- [Task brief] In the records below, take the lines between the one holding "Would you mind pointing out the street sign" and the one holding "(1161, 741)", inclusive, and write them out again with "dental office sign" swapped for "clinic sign" and everything else left the same.

- [Supplied data]
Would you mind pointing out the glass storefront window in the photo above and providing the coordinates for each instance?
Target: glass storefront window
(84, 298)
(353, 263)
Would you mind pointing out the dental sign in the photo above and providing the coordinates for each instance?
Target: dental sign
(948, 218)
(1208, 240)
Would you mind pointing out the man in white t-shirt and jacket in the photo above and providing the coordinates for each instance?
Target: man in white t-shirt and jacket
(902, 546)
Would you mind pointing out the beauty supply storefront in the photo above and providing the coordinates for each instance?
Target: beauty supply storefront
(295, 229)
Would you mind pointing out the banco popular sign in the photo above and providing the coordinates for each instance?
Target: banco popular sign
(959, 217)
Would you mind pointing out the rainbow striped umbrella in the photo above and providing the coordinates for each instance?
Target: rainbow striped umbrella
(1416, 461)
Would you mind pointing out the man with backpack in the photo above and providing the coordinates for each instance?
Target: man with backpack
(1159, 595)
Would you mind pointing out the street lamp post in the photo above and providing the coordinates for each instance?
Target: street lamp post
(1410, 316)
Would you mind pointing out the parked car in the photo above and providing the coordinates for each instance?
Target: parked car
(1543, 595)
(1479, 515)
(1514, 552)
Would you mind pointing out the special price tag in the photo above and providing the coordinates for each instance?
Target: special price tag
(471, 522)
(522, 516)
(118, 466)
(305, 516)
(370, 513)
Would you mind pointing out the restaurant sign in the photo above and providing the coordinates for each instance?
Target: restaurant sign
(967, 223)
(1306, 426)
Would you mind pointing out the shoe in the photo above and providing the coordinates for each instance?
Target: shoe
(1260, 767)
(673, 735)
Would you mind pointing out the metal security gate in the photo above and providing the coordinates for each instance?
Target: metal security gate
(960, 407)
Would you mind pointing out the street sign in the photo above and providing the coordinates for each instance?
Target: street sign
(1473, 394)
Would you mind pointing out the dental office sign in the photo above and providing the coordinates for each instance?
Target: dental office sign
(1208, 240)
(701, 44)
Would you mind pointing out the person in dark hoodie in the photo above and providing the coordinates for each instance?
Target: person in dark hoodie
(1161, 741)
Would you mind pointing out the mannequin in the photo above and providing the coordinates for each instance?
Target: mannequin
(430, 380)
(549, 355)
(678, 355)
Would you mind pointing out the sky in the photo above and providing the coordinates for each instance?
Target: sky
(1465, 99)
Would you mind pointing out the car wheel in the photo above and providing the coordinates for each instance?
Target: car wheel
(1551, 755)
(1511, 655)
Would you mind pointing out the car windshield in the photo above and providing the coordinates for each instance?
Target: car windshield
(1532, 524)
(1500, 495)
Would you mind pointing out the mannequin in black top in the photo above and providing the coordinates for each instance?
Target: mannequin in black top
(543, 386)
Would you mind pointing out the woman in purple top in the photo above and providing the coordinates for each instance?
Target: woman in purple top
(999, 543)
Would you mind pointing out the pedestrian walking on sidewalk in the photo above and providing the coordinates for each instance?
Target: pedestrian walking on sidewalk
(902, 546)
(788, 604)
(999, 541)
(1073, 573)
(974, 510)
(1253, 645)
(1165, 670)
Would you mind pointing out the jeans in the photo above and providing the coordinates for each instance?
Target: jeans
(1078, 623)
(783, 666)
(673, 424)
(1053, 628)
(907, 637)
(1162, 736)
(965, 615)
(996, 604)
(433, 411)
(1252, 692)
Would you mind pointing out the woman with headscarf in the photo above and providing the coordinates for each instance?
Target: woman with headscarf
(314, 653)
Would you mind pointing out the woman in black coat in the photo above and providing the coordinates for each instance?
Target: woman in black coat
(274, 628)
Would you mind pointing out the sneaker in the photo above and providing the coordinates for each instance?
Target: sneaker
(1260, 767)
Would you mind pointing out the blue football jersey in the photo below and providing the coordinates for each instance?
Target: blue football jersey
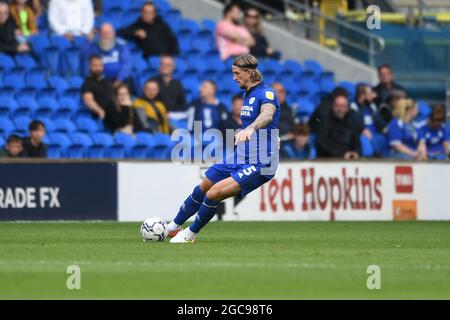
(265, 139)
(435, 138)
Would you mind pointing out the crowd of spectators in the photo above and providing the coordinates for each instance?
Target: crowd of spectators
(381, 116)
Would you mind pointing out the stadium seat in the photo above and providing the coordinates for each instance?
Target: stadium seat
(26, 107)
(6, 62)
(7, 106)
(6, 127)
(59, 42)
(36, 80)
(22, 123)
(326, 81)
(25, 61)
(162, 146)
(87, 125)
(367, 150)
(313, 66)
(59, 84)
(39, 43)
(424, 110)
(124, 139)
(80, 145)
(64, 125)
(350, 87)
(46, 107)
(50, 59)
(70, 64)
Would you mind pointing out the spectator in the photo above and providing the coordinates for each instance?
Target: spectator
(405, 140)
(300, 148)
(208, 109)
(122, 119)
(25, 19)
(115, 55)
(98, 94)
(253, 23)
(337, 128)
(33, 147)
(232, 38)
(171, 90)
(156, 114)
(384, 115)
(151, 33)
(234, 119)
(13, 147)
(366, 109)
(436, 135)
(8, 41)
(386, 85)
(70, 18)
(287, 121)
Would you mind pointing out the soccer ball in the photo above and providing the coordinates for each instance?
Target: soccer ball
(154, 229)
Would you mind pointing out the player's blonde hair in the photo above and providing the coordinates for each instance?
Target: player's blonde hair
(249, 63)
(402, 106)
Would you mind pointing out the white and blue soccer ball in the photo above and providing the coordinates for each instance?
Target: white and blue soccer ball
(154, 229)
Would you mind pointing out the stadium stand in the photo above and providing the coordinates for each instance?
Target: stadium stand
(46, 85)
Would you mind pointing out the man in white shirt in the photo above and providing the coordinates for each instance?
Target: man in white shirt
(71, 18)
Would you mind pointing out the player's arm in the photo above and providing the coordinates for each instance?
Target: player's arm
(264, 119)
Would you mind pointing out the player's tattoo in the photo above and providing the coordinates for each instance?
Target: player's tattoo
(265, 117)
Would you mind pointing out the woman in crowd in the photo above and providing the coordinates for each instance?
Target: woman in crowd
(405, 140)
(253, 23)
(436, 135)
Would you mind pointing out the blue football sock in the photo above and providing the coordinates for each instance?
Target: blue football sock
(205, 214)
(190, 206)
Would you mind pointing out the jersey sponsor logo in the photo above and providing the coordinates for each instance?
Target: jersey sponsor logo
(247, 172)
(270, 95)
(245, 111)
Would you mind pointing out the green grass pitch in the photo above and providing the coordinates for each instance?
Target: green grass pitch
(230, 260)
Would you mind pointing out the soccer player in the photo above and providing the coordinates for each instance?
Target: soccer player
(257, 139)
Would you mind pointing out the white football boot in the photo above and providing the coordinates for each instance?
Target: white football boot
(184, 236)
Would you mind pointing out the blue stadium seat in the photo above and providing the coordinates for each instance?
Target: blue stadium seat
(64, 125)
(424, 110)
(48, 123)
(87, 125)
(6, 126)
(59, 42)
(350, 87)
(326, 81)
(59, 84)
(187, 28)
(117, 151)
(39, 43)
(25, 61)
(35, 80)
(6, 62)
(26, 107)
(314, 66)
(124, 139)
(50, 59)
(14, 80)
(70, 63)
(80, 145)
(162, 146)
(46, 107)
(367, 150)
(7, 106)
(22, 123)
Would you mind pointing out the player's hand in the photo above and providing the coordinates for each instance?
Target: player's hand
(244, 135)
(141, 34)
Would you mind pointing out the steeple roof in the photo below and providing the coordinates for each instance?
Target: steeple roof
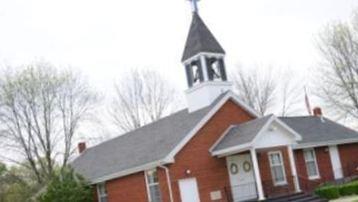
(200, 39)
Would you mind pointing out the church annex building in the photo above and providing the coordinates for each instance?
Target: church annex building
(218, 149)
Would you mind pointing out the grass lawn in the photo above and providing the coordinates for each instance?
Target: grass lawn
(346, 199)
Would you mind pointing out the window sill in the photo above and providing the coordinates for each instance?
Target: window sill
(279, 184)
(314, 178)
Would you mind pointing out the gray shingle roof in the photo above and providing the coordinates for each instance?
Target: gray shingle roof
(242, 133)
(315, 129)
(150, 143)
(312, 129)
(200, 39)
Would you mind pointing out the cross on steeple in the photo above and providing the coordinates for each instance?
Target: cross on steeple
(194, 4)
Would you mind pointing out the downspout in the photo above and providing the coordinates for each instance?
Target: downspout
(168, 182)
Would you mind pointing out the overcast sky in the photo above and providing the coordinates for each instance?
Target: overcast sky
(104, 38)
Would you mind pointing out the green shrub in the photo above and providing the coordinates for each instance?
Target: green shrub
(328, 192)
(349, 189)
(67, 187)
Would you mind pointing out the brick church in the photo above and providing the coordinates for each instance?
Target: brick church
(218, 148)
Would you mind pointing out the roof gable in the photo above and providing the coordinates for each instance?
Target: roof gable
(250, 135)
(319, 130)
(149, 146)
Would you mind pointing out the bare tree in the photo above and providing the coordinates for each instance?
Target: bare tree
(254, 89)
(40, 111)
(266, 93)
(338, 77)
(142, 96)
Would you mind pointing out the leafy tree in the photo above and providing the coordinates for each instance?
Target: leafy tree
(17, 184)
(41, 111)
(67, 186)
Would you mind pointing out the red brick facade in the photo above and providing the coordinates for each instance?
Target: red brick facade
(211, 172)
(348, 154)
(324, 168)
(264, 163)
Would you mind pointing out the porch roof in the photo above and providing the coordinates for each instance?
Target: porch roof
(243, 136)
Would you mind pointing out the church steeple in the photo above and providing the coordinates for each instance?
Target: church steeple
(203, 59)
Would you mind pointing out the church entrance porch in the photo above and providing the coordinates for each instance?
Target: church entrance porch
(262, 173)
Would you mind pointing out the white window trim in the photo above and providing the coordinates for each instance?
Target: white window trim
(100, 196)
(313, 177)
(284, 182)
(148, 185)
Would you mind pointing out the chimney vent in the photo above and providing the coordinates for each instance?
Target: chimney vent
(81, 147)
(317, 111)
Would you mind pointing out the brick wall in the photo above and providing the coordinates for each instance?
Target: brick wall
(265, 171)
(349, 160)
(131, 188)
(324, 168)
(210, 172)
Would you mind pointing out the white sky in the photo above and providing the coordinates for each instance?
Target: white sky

- [Result of this task]
Would you mind pointing out the street sign in the photo above and providing the coordinates for each instance?
Target: street sign
(1473, 394)
Would you mind pointing out the clinic sign in the photo above and providing the coordinates for each instance?
Target: clinic sign
(1208, 240)
(701, 44)
Would you mind pointing out the person in dark hoodie in the photo above and providing the coordinates for each instance?
Target: person in dark hoodie
(1161, 741)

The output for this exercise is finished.